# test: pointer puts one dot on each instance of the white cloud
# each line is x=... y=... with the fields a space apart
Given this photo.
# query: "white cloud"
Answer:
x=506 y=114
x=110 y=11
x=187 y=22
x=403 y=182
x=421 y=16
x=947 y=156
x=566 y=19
▬▬▬▬▬▬
§ **Prompt**
Format all of the data above as a numbered list with one line per entry, leaving out any blank lines.

§ **Written answer**
1. # test: pointer puts one dot on each instance of the white cloud
2. # each line is x=... y=... with the fields a space apart
3. Given this photo.
4. # query: "white cloud"
5. Answer:
6. x=506 y=114
7. x=110 y=11
8. x=187 y=22
9. x=403 y=182
10. x=421 y=16
11. x=947 y=156
12. x=566 y=19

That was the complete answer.